Long Shot flips the script then does the running man on 80s/90s romantic comedies by fusing together a commentary on gender and politics inside a hilarious story that focuses on relationships instead of attainment.
Looking to become more personable in the public eye, Secretary of State Charlotte Field (Charlize Theron) hires political pessimist Fred Flarsky (Seth Rogen), a recently unemployed journalist who had quit his job to avoid becoming part of the conglomerate he wishes to take down, to help write speeches for her 2020 Presidential campaign.
Despite their non-PC behaviour away from the cameras, Charlotte and Fred handle their relationship like intelligent adults. Had Long Shot been a lesser film, their differences and concerns for how others perceive their relationship would result in separation. Instead, Long Shot handles complications maturely, resulting in a refreshing take on the rom-com that plays to the strengths and electrifying personalities of Theron and Rogen.
Long Shot’s willingness to explore double standards and practices by media to shut-down women is elevated by the films decision to play in-and-out of the rom-com genre, allowing Theron to have her own agency and drawing humour from the asinine experiences she endures.
Rogen’s brand of endearing-loveable-stoner humour is present throughout Long Shot, though develops throughout the film to the significant benefit of the story and a testament to the acting chops of Rogen. This does not by any means allow Rogen to get the last laugh, with Theron digging deep to deliver many of the films funniest moments which further demonstrate how versatile of an actress she continues to be.
Long Shot sees Director Jonathan Levine continue his run of films that explore extreme relationship struggles with the films exaggerated take on compromise following previous work from Levine exploring couples dealing with cancer and flesh-eating zombies.

> Activity
Duplicate the stretch of the Long Shot review from "Looking to become" through "Theron and Rogen.", word for word.

> Dataset section
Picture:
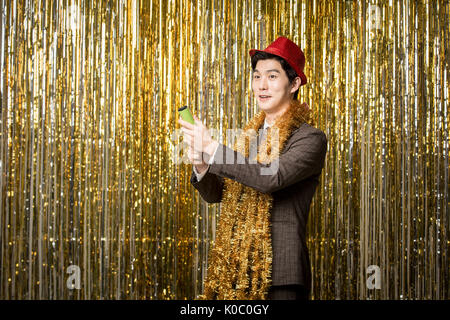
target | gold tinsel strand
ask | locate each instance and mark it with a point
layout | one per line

> Solution to this problem
Looking to become more personable in the public eye, Secretary of State Charlotte Field (Charlize Theron) hires political pessimist Fred Flarsky (Seth Rogen), a recently unemployed journalist who had quit his job to avoid becoming part of the conglomerate he wishes to take down, to help write speeches for her 2020 Presidential campaign.
Despite their non-PC behaviour away from the cameras, Charlotte and Fred handle their relationship like intelligent adults. Had Long Shot been a lesser film, their differences and concerns for how others perceive their relationship would result in separation. Instead, Long Shot handles complications maturely, resulting in a refreshing take on the rom-com that plays to the strengths and electrifying personalities of Theron and Rogen.